• _DIRECTIVE 1_: Pick out each line of the rows below that contains the word "sunglasses" and copy those lines. Match case exactly.

• _TEXT EXCERPT_:
──────────────────────────────
Gravitational Waves: Novel Detection Source Found in Dying Stars’ Debris Clouds

Jet emissions from collapsed stars penetrate clouds of stellar remnants. Credit: Ore Gottlieb/CIERA/Northwestern University

Historically, detection of gravitational waves has been limited to binary systems, involving the fusion of either two black holes, two neutron stars, or a combination of the two. The theory suggests the possibility of detecting these waves from a singular, non-binary source, however, no such signals have been found yet.

A team of researchers at Northwestern University have suggested a new, unexplored potential source of these elusive signals: the turbulent and energetic debris clouds that envelop dying, massive stars.

Utilizing advanced simulation technologies for the first time, the researchers have demonstrated that these stellar debris clouds, or cocoons, can produce gravitational waves. Moreover, unlike gamma-ray burst jets, these waves from cocoons fall within the frequency band that the Laser Interferometer Gravitational-Wave Observatory (LIGO) can detect.

“Up until now, LIGO has only identified gravitational waves from binary systems. However, we believe it will eventually detect the first non-binary source,” said the study’s lead, Ore Gottlieb of Northwestern University. “We suggest cocoons as the primary location to search for this kind of source.”
──────────────────────────────
• _DIRECTIVE 2_: Write the next part of the gravitational waves article, picking up right after its final sentence.
──────────────────────────────
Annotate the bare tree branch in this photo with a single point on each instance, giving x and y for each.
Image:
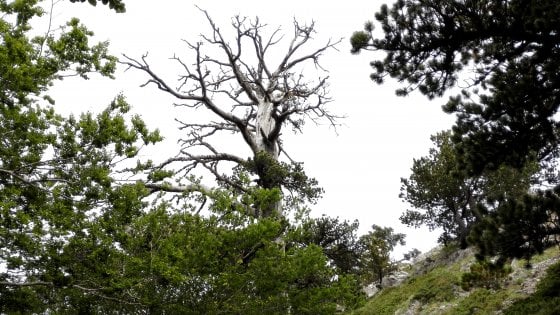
(240, 88)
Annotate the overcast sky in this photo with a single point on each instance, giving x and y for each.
(359, 165)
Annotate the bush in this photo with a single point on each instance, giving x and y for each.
(485, 274)
(545, 301)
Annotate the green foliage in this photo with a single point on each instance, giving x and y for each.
(117, 5)
(82, 232)
(545, 301)
(275, 174)
(436, 286)
(509, 52)
(446, 197)
(480, 301)
(485, 274)
(337, 238)
(375, 253)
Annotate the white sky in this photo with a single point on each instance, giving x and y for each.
(360, 168)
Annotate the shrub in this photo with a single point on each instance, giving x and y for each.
(485, 274)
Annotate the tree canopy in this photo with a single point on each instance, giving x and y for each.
(503, 55)
(88, 225)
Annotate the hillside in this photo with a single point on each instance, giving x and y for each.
(434, 287)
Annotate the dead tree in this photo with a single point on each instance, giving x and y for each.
(247, 96)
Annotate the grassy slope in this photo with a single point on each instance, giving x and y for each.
(438, 291)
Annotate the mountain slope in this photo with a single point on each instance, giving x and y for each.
(435, 287)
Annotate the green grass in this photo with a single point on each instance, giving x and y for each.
(438, 291)
(545, 301)
(436, 286)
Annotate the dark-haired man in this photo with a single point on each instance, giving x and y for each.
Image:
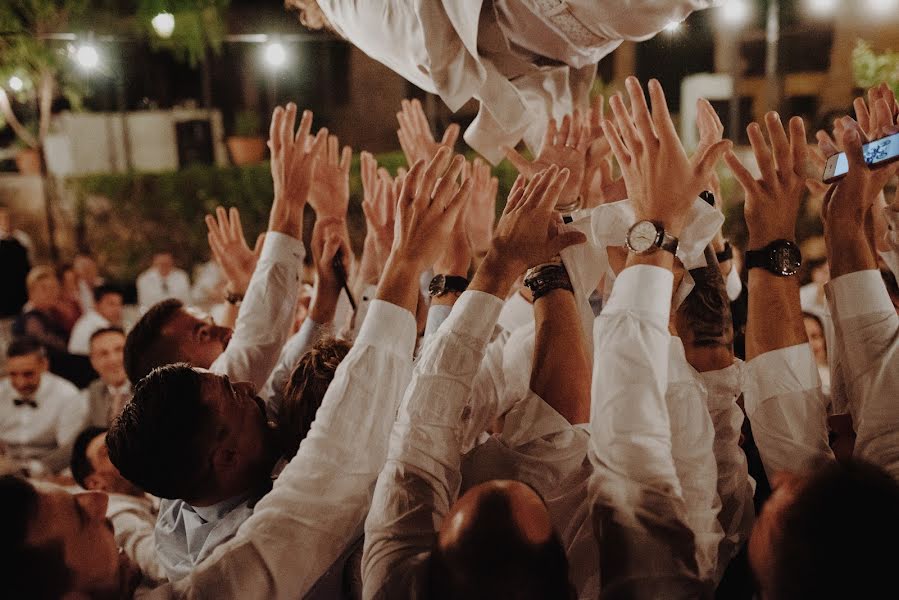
(107, 395)
(183, 410)
(106, 312)
(131, 512)
(40, 413)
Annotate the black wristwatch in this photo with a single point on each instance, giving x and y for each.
(543, 279)
(781, 257)
(444, 284)
(726, 254)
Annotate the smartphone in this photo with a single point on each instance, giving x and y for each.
(878, 152)
(342, 277)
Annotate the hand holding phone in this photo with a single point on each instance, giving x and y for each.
(876, 153)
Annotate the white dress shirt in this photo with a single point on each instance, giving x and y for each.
(787, 410)
(636, 494)
(319, 502)
(422, 475)
(85, 326)
(47, 432)
(692, 446)
(867, 324)
(152, 287)
(133, 520)
(462, 51)
(735, 487)
(186, 535)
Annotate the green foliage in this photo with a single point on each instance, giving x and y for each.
(872, 68)
(248, 123)
(199, 26)
(125, 217)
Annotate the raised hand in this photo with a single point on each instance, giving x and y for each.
(772, 202)
(328, 238)
(481, 211)
(230, 250)
(427, 211)
(416, 138)
(293, 167)
(331, 189)
(529, 232)
(565, 147)
(661, 181)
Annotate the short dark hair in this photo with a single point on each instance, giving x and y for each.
(832, 536)
(492, 560)
(103, 331)
(81, 464)
(157, 442)
(306, 389)
(24, 346)
(145, 347)
(26, 571)
(105, 290)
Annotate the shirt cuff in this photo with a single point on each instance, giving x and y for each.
(474, 315)
(280, 246)
(780, 372)
(643, 288)
(437, 314)
(857, 294)
(389, 327)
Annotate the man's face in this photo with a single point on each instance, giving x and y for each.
(769, 523)
(110, 308)
(86, 268)
(106, 478)
(243, 432)
(107, 354)
(164, 263)
(198, 338)
(44, 293)
(25, 372)
(78, 522)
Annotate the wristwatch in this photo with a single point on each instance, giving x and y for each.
(645, 237)
(442, 285)
(781, 257)
(545, 278)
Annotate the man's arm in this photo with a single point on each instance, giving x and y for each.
(783, 398)
(263, 323)
(864, 316)
(421, 478)
(635, 490)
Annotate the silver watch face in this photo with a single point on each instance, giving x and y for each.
(642, 236)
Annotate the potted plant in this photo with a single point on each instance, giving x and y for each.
(247, 145)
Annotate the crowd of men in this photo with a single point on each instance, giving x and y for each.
(592, 395)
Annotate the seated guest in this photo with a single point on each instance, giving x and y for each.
(60, 544)
(69, 306)
(107, 312)
(131, 511)
(89, 279)
(162, 281)
(107, 396)
(40, 318)
(40, 413)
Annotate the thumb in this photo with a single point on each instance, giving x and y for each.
(710, 158)
(566, 239)
(852, 143)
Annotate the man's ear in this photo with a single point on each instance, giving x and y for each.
(224, 458)
(95, 483)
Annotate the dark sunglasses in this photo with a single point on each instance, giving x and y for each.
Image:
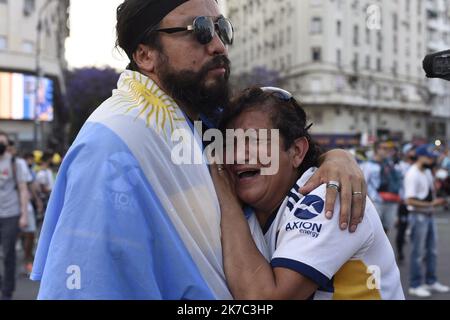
(204, 29)
(283, 95)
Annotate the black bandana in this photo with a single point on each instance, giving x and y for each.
(152, 13)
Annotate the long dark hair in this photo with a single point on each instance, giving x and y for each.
(286, 116)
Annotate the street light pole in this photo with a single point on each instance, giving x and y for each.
(39, 73)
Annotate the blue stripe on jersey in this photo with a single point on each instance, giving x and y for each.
(316, 276)
(290, 205)
(294, 196)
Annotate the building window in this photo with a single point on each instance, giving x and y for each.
(356, 35)
(368, 63)
(339, 57)
(28, 47)
(316, 54)
(3, 42)
(356, 62)
(316, 25)
(28, 7)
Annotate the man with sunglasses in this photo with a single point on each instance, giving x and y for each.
(124, 221)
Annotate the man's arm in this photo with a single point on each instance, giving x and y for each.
(340, 165)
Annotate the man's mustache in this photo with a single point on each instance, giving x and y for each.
(218, 62)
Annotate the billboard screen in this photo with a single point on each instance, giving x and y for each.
(18, 97)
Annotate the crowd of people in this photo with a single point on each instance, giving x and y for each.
(408, 184)
(26, 181)
(126, 222)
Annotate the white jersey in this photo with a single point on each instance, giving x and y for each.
(344, 265)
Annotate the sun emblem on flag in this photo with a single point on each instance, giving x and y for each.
(154, 106)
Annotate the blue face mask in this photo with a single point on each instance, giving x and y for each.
(2, 149)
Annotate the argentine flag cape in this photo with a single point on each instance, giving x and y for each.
(125, 222)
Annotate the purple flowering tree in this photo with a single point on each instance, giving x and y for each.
(87, 88)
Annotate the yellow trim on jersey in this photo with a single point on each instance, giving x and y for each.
(350, 283)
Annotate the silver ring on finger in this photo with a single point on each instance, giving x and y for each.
(334, 185)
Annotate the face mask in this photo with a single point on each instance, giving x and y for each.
(2, 149)
(429, 166)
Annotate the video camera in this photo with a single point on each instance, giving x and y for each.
(437, 65)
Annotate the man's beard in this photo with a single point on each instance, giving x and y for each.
(190, 90)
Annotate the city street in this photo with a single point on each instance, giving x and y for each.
(27, 290)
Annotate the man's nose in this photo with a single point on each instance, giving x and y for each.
(217, 47)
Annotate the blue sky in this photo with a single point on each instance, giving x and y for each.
(92, 35)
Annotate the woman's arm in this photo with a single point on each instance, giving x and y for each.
(249, 275)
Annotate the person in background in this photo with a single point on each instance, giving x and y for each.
(13, 212)
(45, 179)
(409, 157)
(422, 203)
(383, 183)
(35, 206)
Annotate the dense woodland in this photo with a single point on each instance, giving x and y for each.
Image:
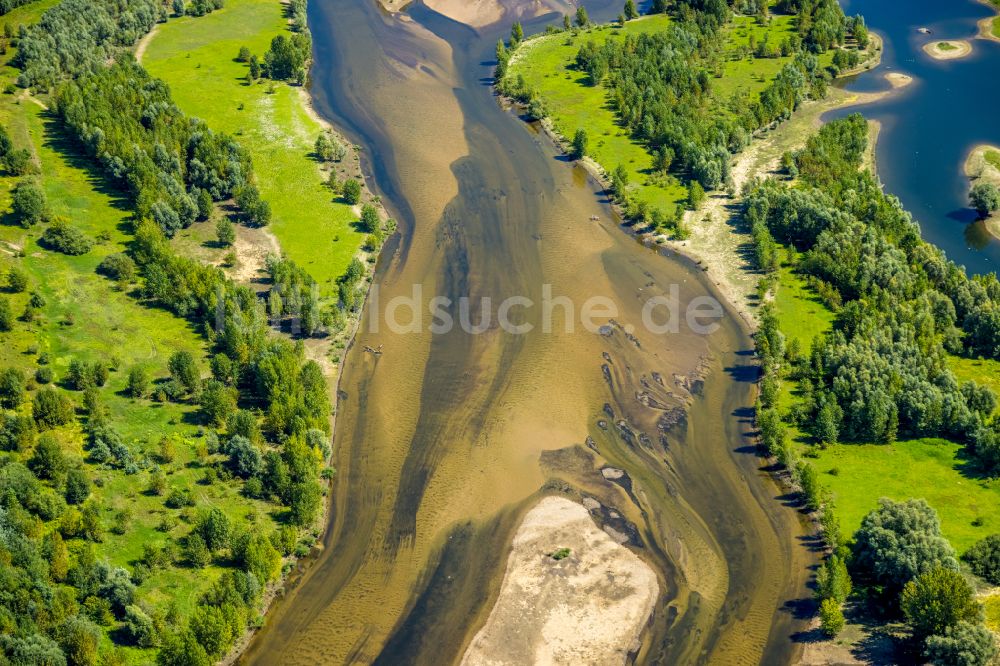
(263, 408)
(661, 86)
(880, 373)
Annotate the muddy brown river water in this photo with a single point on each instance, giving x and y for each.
(445, 440)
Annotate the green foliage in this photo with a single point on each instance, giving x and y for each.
(984, 558)
(831, 617)
(287, 56)
(937, 600)
(51, 408)
(351, 191)
(580, 143)
(832, 580)
(985, 198)
(899, 541)
(28, 203)
(963, 644)
(225, 232)
(62, 237)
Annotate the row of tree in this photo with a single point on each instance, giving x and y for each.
(882, 371)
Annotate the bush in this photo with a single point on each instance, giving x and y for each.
(62, 237)
(965, 644)
(937, 600)
(28, 203)
(831, 618)
(351, 191)
(984, 558)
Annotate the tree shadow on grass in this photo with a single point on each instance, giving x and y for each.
(58, 139)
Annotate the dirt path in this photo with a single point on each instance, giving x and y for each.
(140, 48)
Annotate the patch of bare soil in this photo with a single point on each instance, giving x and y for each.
(588, 607)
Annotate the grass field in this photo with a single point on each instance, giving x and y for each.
(931, 469)
(547, 64)
(573, 103)
(859, 474)
(86, 316)
(197, 57)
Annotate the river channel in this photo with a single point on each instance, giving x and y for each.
(446, 439)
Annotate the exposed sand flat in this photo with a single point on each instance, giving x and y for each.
(898, 80)
(948, 49)
(986, 29)
(979, 169)
(588, 608)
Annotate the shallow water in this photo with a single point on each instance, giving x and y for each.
(929, 127)
(445, 440)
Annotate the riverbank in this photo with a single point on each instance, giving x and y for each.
(711, 236)
(570, 594)
(279, 126)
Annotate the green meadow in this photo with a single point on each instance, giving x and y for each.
(88, 317)
(859, 474)
(547, 63)
(197, 57)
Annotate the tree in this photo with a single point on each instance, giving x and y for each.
(580, 141)
(696, 195)
(831, 618)
(351, 191)
(6, 315)
(138, 382)
(63, 237)
(77, 486)
(985, 198)
(78, 638)
(17, 280)
(225, 231)
(284, 59)
(370, 222)
(324, 148)
(139, 627)
(184, 370)
(984, 558)
(57, 554)
(516, 34)
(196, 552)
(48, 461)
(965, 644)
(213, 526)
(218, 402)
(936, 600)
(11, 388)
(255, 553)
(182, 649)
(28, 203)
(833, 581)
(899, 541)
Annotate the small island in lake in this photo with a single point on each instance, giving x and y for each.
(983, 166)
(948, 49)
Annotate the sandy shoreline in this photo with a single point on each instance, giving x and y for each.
(587, 607)
(978, 169)
(948, 49)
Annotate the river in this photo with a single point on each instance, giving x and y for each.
(444, 440)
(929, 127)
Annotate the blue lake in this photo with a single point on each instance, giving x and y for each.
(929, 127)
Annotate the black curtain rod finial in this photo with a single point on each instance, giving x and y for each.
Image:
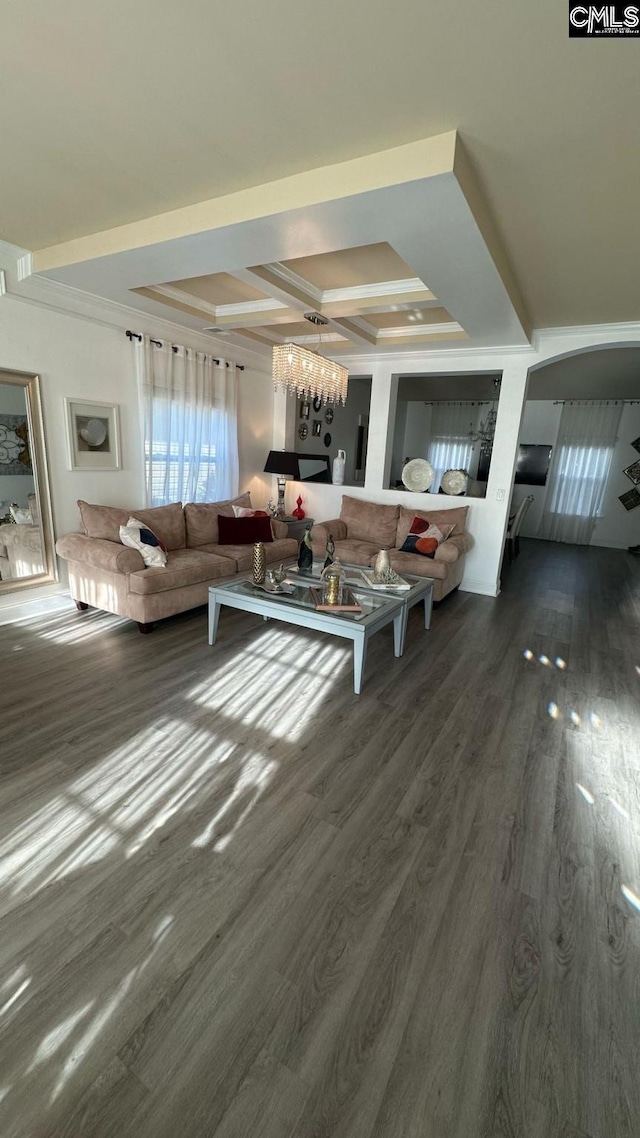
──────────────────────────────
• _REPLY 1_:
Annotate the dark sunglasses in this photo with a single point on each instance, giving x and y for each.
Annotate the man with sunglasses in this photo with a single point on each instance, giving x and y for each.

• _REPLY 2_:
The study findings were recently presented by Gottlieb during a virtual press briefing at the 242nd meeting of the American Astronomical Society.

The new source was ‘unavoidable’

The research, led by Gottlieb, involved state-of-the-art simulations to model the collapse of a massive star. When these stars collapse into black holes, they often trigger the release of high-speed particle outflows or jets. Gottlieb’s simulations imitated this process from the moment of star collapse to the jet escape.

Initially, the focus was on determining if the accretion disk forming around a black hole could emit detectable gravitational waves. However, Gottlieb continually observed an unexpected result.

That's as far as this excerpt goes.